| Records for this task |
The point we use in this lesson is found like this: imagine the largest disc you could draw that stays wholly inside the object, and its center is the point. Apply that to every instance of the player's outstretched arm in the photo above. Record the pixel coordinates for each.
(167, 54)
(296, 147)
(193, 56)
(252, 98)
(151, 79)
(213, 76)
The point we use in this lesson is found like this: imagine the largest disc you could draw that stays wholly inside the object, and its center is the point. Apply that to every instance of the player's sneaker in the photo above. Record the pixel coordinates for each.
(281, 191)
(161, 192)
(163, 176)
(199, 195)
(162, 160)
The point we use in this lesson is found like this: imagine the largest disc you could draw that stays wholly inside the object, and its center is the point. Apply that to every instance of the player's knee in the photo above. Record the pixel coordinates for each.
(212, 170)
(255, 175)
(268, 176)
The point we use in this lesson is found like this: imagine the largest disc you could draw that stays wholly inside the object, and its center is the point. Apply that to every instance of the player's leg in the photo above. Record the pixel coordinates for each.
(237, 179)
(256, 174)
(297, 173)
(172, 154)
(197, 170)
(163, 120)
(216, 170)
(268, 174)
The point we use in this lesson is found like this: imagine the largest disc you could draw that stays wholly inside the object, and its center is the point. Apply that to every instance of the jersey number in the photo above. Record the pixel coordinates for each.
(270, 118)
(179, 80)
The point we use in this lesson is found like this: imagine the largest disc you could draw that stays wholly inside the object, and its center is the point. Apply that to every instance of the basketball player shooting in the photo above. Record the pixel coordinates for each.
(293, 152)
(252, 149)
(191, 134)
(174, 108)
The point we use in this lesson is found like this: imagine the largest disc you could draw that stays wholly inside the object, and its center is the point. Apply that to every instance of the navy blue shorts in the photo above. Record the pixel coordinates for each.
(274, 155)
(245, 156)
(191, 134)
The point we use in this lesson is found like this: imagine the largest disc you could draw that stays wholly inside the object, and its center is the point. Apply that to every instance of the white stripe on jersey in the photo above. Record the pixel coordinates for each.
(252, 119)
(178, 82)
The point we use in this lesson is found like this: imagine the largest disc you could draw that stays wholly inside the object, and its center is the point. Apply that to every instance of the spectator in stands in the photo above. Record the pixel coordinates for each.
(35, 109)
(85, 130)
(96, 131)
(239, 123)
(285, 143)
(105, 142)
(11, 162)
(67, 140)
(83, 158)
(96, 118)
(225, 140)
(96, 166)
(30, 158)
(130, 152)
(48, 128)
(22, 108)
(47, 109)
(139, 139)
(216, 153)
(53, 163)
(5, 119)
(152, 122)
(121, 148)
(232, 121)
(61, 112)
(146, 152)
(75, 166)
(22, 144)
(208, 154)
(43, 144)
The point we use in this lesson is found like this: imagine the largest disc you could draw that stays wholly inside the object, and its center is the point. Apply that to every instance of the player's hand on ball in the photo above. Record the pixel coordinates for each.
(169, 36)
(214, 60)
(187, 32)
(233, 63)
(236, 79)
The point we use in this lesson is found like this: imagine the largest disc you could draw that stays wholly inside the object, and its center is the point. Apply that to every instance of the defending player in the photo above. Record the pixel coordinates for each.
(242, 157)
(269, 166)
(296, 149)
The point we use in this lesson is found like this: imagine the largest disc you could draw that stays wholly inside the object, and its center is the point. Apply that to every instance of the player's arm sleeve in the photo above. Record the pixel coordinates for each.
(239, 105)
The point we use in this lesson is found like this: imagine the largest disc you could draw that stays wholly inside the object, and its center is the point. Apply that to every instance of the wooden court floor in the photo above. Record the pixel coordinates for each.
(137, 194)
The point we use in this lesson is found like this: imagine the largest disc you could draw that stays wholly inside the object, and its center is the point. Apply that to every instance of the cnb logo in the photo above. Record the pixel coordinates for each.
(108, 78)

| Exercise details |
Rewrite all of the data above, substituting "largest circle" for each occurrence of "largest disc" and leaving every other word unchanged.

| Reply to the exercise |
The point we use in this lesson is found like this: imagine the largest circle you could draw that stays wholly inside the object, and its center is the point. Apply that to every instance of the player's outstretched arm in the photo above. Record the pixel coordinates for each.
(167, 54)
(296, 147)
(193, 56)
(252, 98)
(151, 79)
(213, 76)
The point we use in this lesson is found like this: imagine the largest circle you could draw that stays wholly inside the object, and its center is the point. Apply that to every instance of the player's sneaker in the photo above. Record the pixel coordinates for each.
(281, 191)
(161, 192)
(163, 176)
(199, 195)
(162, 160)
The point we use in this lesson is found like this: imagine the largest circle you could draw that stays wholly inside the object, and its center is the point. Apply that to every instance of the player's knee in the photo above. Record the pixel coordinates for each.
(212, 170)
(255, 175)
(268, 176)
The point we use in this lesson is found like this: imagine the largest circle you could draw that stays wholly inside the object, and its center is the point. Apply that to every instance of the player's leg in the photo above. Record the pixel coordinates for each.
(237, 179)
(256, 174)
(297, 173)
(172, 154)
(197, 170)
(163, 120)
(216, 170)
(268, 174)
The point we use in this lesson is found like this: imagine the largest circle you could draw that stays wholly inside the object, and its center is the point. Apply that to every instance of the jersey number in the photo above. Record the pixel coordinates for each.
(270, 118)
(179, 80)
The point we use in this lesson is found like this: imagine the largest circle you could draw that stays wholly inside the object, and its center is the point. Apply that to every instance of the basketball player shooting in the photo above. Record the pixel coordinates for each.
(293, 152)
(252, 149)
(191, 134)
(174, 108)
The point we use in this lesson is found like this: imagine the largest circle you could draw that stays wholly inside the object, and its center is the point. Apply that to every instance of the navy blue shorts in the photo above. Record the pixel coordinates for each.
(274, 155)
(245, 156)
(191, 134)
The point we use in this lesson is found like this: imagine the largest circle you could draw that stays wholly inside the object, and its center is the point. Apply that to every instance of the white stripe on jersey in the photo above. Record the pixel coordinates for each.
(252, 119)
(178, 82)
The point we use in this lesson is found like this: imagine the largest circle you could draw that stays wholly inside the object, and its center is the point. Apply that to every instance of the spectator in stands in the photo above. Record the pixel coordinates for each.
(35, 109)
(85, 130)
(96, 131)
(239, 123)
(285, 143)
(105, 142)
(11, 162)
(67, 140)
(83, 158)
(96, 118)
(225, 140)
(96, 166)
(30, 158)
(130, 152)
(48, 128)
(22, 108)
(47, 109)
(139, 139)
(216, 153)
(53, 163)
(5, 119)
(152, 122)
(121, 148)
(232, 121)
(61, 112)
(146, 152)
(75, 166)
(22, 144)
(208, 154)
(43, 144)
The point we use in this lesson is found like this: imagine the largest circle you could draw that stays wholly inside the object, and its center is the point. Apply that to every instance of the player's hand on ball in the photo above. Record the pixel coordinates for each.
(169, 36)
(214, 60)
(187, 32)
(233, 63)
(236, 79)
The point we use in this lesson is found like this: imagine the largest circle you could draw that stays wholly inside the object, and its center is the point. Apply that to every instance of the defending player in the photo above. Record the pixel coordinates for each.
(242, 157)
(269, 166)
(296, 149)
The point we use in this lesson is found like this: imagine the largest circle you could draw that stays wholly inside the object, and its center is the point. Apply that to every instance of the player's arm sleeve in the photo above. Record the pixel coordinates for each.
(239, 105)
The point we use in this lesson is found like this: imagine the largest circle you could draw that stays wholly inside the object, and its center is the point. Apply that to every instance of the wooden court floor in the photo above. Record the pixel coordinates for each.
(137, 194)
The point we use in this lesson is found like this: imagine the largest circle you could draw that stays wholly inside the object, and its center is the point. Apply that to every instance of the cnb logo in the photo above. Record the pixel coordinates for each.
(108, 78)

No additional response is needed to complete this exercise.